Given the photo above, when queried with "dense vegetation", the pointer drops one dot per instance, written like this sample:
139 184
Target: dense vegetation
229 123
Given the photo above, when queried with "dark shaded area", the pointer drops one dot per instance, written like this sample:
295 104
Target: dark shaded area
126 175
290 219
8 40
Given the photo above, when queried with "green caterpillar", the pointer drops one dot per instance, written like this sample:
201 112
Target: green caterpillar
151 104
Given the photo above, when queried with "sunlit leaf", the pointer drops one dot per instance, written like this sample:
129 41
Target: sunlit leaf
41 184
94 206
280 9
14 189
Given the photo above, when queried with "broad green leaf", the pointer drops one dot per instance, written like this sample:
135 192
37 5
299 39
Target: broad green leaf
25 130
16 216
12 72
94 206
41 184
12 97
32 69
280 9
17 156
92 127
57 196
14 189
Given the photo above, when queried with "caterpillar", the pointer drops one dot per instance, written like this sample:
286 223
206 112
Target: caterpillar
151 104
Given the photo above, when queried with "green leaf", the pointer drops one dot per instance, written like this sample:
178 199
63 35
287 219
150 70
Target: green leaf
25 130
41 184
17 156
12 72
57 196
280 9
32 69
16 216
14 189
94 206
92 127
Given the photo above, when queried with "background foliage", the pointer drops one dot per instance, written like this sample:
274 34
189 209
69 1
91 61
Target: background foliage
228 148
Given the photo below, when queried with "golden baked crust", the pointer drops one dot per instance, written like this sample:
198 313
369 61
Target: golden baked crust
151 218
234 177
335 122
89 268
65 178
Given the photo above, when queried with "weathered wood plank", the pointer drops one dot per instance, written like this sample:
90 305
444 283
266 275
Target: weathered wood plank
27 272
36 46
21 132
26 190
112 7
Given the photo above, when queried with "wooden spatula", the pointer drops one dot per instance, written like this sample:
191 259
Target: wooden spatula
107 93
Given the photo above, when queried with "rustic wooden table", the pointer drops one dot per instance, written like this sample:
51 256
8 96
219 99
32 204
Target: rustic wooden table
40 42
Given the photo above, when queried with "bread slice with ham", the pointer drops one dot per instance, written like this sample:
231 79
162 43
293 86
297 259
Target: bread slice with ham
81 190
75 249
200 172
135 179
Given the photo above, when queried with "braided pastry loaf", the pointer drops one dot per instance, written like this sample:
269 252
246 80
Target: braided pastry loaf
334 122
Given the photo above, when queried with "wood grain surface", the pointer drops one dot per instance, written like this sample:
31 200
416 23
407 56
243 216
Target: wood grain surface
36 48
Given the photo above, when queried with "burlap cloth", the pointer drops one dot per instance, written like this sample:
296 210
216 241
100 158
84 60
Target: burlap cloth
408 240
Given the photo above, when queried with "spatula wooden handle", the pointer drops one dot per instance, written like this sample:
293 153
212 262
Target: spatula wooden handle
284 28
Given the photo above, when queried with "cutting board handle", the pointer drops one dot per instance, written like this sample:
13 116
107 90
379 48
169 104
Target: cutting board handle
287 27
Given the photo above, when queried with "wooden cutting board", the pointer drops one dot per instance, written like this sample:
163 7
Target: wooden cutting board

§

• [Task prompt] Exactly and without omission, set down every entry.

• [Response area]
Given the photo above, when queried with "dense vegetation", the pointer drops one dot per instance, written like this sample:
139 184
Target: dense vegetation
229 123
Given the photo above, when queried with "dark shaded area", the pointer drops one dot per instance, written like this sample:
295 104
Target: dark shaded area
126 175
290 219
8 40
Given the photo above, when queried with "green caterpillar", the pointer drops one dot per instance, written like this sample:
201 112
Target: green caterpillar
151 104
Given the photo above, when queried with "sunlit leaf", the pointer drops one dot per instance, written like this sample:
129 41
Target: sunlit leaf
41 184
94 206
280 9
14 189
Given the photo above, when queried with "broad green leaf", the pointer drops one dot per instance, written like this sample:
135 192
37 5
299 39
Target: broad green leaf
25 130
16 216
12 72
94 206
41 184
12 97
32 69
280 9
17 156
92 127
57 196
14 189
Given the photo above, when queried with "caterpillar", the pointer drops one dot per instance, written like this sample:
286 223
206 112
Target: caterpillar
151 104
Given the photo above, when queried with "green leaf", the pointer drops one dot per instance, written like this sample:
178 199
63 35
287 219
150 70
Target: green leaf
25 130
41 184
17 156
12 72
57 196
280 9
32 69
16 216
14 189
94 206
92 127
Given the photo above, when queried with "background foliage", the pointer drops one dot per instance, written like this sample:
274 34
189 209
69 1
91 61
Target: background foliage
228 148
Given the photo below, when queried with "golden baked crust", the pointer drops one dot per instance, written like this sample:
198 313
369 61
Target: golden baked crust
151 218
234 177
335 122
89 268
65 178
Given the photo above, when queried with "weathered wood plank", the pointer drops one dot per instance, written like this sample:
90 305
444 283
266 275
Target: weathered wood plank
27 272
36 46
21 132
26 190
112 7
Given the photo above, when queried with "wooden spatula", the pointer drops one dot per instance, written like this sample:
191 259
Target: wooden spatula
107 93
Given the photo above, when queried with "rustic wooden table", the pointer drops one dot per instance, written like this sample:
51 256
8 96
219 99
32 204
Target: rustic wooden table
40 42
Given the photo above, when queried with "bread slice with ham", the pointer drops one dot per instance, written like this sample:
231 79
162 43
293 86
297 259
Target: bread slice with ham
81 190
75 249
200 172
135 179
Given the photo above, when queried with "braided pastry loaf", the pointer drops one dot per instance, written like this sample:
269 252
246 80
Target: braided pastry loaf
334 122
Given the photo above, when queried with "wood grain surface", the pointer drops one dot per instance, written like this sample:
31 200
416 23
407 56
243 216
Target: wood grain surface
36 48
Given the photo above, when queried with "burlap cloth", the pointer drops one dot per instance, written like this sample:
296 210
216 241
100 158
84 60
Target: burlap cloth
408 240
Given the photo above, when queried with "spatula wooden handle", the pointer drops one dot per instance, written like this sample:
293 153
212 262
Target: spatula wooden handle
284 28
Given the photo above, when queried with "cutting board handle", the pointer drops one dot per instance, written like this sample:
13 116
107 90
379 48
169 104
Target: cutting board handle
287 27
Given the photo above, when queried with "wooden cutting board", the pointer drops one dot per instance, written like this sample:
163 7
Target: wooden cutting board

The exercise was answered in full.